EXCERPTED TEXT:
###
What is Private Equity?

A group of partners with various skills like an accountant, an attorney, a salesman, and a marketing person (and other skills) gets together and create a partnership that will become the management team.  This management team starts a fund that has a name and is open to investors for a limited time.   This team then goes around and sells their services as ‘the smartest guys in the room’ to raise money from qualified* investors.   Once they have the money from investors, the management team have successfully created a Private Equity Fund.

*What is a qualified investor?  These are investments are only available to ‘sophisticated investors’ a who have a significant net worth.  These investors can be pension funds (public or private), banks, endowments and wealthy families.

Why would investors want to invest money with this group?  Because the investors believe the management group have something called ‘edge’ or ‘alpha’.   This is slang for they ‘outperform the market’ and will make TONS OF CASH for the investors.  That is always the reason.

Once the private equity fund has the investor’s money, the private equity partners have to begin working their magic. Now is the time to put the plans into action.  The private equity partners take the investment money and they usually buy, start, or otherwise expand private businesses for a profit.
###
RECORD EXTRACTS:
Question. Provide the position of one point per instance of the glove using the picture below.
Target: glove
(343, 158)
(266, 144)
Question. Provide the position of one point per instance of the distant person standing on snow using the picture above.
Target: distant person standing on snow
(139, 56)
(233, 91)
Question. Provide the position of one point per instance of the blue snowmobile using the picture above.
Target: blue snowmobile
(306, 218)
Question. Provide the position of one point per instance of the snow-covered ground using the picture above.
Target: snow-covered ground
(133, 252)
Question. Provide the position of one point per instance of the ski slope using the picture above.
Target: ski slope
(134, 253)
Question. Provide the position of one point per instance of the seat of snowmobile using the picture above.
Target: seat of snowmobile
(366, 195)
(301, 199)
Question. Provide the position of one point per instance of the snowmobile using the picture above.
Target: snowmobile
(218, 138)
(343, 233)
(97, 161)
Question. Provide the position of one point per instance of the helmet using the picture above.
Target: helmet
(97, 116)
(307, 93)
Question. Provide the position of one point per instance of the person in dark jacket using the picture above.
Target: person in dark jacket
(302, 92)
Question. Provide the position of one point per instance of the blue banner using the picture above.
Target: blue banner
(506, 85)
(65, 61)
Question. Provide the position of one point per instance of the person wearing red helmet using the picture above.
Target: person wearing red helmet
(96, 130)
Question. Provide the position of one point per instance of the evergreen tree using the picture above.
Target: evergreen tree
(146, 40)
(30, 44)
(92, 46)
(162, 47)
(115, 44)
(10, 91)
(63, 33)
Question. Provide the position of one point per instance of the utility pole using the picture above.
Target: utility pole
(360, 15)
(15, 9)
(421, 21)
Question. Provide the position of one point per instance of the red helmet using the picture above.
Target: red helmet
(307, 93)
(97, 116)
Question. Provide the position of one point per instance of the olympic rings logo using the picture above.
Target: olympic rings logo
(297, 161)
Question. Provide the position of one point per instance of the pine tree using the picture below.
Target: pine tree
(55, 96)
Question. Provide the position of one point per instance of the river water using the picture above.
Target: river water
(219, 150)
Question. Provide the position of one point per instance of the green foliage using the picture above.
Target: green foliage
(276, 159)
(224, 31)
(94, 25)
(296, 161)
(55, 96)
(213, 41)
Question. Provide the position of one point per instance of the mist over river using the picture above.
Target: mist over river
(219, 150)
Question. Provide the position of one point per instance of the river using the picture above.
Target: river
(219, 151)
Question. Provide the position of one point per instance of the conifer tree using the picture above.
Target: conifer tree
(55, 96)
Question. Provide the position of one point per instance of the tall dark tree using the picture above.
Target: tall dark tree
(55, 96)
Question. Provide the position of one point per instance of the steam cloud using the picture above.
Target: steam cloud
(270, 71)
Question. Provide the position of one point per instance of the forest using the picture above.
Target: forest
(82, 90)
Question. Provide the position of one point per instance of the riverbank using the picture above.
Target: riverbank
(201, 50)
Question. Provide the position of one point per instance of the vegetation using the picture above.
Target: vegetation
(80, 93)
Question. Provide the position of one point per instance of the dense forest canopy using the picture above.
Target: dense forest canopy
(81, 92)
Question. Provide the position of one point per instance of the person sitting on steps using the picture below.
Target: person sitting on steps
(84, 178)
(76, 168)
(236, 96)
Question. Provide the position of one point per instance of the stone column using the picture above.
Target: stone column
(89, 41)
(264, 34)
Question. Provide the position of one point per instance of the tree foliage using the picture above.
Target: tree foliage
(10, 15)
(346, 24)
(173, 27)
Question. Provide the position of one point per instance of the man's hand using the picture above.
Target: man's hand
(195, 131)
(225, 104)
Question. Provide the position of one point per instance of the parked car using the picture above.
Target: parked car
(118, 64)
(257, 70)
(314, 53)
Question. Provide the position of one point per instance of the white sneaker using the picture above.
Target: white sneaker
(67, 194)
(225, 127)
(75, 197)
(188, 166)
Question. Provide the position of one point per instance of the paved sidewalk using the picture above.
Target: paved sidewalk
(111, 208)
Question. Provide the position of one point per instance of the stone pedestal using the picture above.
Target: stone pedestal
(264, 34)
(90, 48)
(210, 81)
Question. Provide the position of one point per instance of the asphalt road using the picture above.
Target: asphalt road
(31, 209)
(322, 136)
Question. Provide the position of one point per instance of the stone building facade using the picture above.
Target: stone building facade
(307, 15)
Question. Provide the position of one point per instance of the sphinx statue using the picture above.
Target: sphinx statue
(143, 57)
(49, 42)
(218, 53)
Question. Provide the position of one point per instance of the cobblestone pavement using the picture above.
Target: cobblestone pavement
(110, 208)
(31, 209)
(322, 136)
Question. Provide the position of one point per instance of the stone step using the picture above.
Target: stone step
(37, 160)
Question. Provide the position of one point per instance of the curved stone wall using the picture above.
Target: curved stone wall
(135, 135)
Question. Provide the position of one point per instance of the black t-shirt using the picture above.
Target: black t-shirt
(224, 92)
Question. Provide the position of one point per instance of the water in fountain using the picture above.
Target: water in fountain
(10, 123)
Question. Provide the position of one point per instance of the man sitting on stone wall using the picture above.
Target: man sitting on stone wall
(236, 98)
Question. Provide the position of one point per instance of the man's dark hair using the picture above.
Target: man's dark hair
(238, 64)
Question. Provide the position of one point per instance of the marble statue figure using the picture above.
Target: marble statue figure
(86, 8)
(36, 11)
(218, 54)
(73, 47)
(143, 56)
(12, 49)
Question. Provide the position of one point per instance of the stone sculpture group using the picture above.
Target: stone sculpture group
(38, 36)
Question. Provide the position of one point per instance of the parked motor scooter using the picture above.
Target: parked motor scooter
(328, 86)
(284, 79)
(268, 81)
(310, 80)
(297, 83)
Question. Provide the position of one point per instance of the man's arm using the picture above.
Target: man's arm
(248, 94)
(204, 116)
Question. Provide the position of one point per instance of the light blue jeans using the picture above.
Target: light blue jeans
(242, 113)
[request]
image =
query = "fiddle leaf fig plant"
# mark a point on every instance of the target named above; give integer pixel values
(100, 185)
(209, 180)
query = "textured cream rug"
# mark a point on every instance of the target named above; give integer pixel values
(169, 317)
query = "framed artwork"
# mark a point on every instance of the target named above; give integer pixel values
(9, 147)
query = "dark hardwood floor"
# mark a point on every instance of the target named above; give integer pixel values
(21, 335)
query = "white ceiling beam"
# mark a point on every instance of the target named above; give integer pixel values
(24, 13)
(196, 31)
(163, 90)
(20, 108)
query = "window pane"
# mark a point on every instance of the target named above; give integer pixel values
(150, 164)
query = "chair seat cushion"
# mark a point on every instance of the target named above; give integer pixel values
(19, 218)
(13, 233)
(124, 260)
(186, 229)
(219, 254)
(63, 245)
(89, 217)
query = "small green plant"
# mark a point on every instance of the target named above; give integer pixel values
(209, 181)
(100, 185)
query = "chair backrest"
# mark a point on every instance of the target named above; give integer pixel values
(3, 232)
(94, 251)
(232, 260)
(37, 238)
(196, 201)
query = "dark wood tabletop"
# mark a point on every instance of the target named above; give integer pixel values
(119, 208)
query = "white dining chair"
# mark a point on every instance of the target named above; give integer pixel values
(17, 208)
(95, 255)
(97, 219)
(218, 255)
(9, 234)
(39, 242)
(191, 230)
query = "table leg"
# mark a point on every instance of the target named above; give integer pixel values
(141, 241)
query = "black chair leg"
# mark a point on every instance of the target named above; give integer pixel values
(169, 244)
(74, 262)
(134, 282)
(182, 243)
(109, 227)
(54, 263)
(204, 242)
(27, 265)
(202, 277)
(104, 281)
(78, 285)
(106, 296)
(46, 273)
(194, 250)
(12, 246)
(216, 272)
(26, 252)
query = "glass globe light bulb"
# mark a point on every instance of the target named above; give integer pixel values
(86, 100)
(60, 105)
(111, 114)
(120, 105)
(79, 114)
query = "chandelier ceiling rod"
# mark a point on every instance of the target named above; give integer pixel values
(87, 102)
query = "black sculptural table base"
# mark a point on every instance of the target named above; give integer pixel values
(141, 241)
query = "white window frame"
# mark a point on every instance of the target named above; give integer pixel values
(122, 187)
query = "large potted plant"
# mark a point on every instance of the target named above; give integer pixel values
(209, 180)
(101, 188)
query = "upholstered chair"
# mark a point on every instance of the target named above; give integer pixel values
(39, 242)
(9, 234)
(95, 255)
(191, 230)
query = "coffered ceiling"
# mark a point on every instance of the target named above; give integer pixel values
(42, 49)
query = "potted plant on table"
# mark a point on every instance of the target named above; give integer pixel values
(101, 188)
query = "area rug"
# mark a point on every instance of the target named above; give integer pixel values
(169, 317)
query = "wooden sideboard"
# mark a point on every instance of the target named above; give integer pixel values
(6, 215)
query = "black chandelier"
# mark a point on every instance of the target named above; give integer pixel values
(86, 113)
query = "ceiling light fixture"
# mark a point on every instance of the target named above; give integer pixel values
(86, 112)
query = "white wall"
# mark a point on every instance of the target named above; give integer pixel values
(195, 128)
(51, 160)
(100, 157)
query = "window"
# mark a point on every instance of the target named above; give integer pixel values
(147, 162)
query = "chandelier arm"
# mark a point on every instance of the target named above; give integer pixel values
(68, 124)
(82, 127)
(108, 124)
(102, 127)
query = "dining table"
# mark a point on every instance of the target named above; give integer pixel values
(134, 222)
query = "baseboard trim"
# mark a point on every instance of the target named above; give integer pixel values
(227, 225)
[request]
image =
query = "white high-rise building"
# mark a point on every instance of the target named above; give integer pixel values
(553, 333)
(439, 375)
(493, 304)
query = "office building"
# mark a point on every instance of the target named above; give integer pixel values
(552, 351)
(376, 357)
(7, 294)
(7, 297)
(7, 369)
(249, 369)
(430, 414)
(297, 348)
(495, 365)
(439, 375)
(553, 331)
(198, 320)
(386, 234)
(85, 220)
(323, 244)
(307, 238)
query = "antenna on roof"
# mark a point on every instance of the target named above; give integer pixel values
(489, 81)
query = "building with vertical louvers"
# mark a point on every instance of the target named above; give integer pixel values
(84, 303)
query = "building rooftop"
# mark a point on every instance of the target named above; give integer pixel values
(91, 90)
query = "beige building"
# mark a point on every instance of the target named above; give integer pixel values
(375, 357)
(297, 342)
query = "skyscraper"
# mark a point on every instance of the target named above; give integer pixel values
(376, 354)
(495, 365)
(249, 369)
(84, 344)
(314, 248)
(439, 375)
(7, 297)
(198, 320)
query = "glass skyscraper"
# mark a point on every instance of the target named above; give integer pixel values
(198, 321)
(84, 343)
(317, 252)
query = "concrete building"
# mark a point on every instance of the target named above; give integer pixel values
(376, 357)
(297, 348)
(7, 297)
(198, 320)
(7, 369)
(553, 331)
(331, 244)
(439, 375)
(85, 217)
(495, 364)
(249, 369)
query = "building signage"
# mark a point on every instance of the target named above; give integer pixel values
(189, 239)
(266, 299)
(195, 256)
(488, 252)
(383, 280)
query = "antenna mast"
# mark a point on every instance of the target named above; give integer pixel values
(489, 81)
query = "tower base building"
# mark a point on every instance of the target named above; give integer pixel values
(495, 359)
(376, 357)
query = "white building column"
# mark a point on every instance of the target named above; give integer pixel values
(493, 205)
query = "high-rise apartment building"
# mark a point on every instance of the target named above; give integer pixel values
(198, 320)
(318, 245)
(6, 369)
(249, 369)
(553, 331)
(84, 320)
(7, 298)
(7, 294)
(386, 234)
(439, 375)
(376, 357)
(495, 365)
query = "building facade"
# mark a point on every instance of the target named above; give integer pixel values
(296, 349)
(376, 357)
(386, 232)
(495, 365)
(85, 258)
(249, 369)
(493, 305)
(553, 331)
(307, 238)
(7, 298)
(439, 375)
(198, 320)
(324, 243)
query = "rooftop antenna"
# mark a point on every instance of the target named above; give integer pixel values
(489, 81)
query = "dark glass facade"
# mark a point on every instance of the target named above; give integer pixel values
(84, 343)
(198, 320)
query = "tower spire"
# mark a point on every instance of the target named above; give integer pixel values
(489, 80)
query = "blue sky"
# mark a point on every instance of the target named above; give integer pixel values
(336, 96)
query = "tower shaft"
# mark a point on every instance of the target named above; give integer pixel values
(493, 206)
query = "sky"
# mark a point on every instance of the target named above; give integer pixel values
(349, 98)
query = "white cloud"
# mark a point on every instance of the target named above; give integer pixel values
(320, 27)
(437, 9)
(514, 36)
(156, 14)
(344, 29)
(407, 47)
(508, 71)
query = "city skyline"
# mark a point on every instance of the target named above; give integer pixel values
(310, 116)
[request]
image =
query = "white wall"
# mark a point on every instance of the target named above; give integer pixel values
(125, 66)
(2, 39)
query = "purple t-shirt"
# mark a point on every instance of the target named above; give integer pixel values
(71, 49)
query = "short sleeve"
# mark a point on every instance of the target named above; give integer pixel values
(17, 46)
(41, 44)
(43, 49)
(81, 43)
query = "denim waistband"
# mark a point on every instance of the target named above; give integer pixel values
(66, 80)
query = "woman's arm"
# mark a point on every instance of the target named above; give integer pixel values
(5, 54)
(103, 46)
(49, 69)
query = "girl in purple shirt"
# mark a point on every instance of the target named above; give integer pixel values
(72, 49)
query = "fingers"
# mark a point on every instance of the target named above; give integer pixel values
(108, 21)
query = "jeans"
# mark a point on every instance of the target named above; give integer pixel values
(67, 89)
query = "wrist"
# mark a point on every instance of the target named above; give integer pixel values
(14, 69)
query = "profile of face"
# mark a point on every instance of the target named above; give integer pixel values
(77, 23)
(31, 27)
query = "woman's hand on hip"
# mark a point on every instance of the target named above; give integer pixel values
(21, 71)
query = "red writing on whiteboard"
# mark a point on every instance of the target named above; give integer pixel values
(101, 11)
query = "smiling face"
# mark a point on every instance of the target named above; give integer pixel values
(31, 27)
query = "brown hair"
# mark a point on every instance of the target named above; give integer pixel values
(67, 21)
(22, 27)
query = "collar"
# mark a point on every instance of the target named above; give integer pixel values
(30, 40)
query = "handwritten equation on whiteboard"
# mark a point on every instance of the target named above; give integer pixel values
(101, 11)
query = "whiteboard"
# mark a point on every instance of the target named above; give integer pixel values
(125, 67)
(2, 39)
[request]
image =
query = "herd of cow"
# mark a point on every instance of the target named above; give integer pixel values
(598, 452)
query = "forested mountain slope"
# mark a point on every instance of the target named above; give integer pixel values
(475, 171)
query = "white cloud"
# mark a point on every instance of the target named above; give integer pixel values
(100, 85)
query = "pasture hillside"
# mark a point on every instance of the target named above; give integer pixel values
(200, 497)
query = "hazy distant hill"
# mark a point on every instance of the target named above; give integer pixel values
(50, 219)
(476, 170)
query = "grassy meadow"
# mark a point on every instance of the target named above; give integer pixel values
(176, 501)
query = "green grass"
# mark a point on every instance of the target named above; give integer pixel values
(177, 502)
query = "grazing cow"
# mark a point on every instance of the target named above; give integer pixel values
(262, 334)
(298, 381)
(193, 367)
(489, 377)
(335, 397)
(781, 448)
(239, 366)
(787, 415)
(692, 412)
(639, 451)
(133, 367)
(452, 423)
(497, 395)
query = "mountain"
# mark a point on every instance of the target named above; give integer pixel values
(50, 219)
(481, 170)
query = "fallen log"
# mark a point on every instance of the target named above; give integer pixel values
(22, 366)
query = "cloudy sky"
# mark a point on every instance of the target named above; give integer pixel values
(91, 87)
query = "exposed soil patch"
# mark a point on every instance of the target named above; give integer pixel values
###
REQUIRED TASKS:
• a. In the text on private equity, what kinds of investors can qualified investors be?
• b. Rewrite the paragraph of the text on private equity that begins "A group of partners with various skills" as a short list that keeps its main facts.
• c. Continue the text on private equity from where it stops.

ANSWERS:
• a. They can be pension funds (public or private), banks, endowments, and wealthy families.

• b.
- Partners with various skills, such as an accountant, an attorney, a salesman, and a marketing person, form a partnership that becomes the management team.
- The team starts a named fund that is open to investors for a limited time.
- The team sells its services as "the smartest guys in the room" to raise money from qualified investors.
- Once it has the investors' money, the team has created a Private Equity Fund.

• c.
As an example: Let’s say there are 1,000 bowling alleys in Illinois and they’re all owned by ‘mom and pop’ type of owners.      You could have a strategy to go in and buy 50% of the bowling alleys in Illinois and create a regional bowling brand.   You could market them across new channels and lower the cost of getting a new bowler in the door.  You could match their interior design and upgrade their facilities so people feel comfortable visiting other bowling alleys.  You could increase the revenue by raising prices across all of the bowling alleys at once.  You could lobby for some sort of a bowling alley reprieve on property taxes from the State Legislature.  You could standardize their computers and the bowling pins.   The point is that the 500 bowling alleys working together could have some economies of scale and save money for the private equity managers and their investors.

Once private equity managers have created a reliable revenue stream from managing these businesses, they have created something of value.   Their customers value their products and the reliable and growing revenue stream from those customers can be sold for a profit.

There are various ways for private equity to get the cash back out of the businesses.   This is the end game.   Their investors didn’t want to own a bunch of bowling alleys forever, they were looking to make a profit on their initial investment.

Some of the ways these businesses are converted to cash can include being sold to larger companies. or going public and having their stock is sold on stock exchanges. Those who invest in private equity deals are told that their investment takes time to pay off.   You’re supposed to be patient with your investment.   That’s what they say.  The returns can be ‘lumpy’.   Up one year and down the next.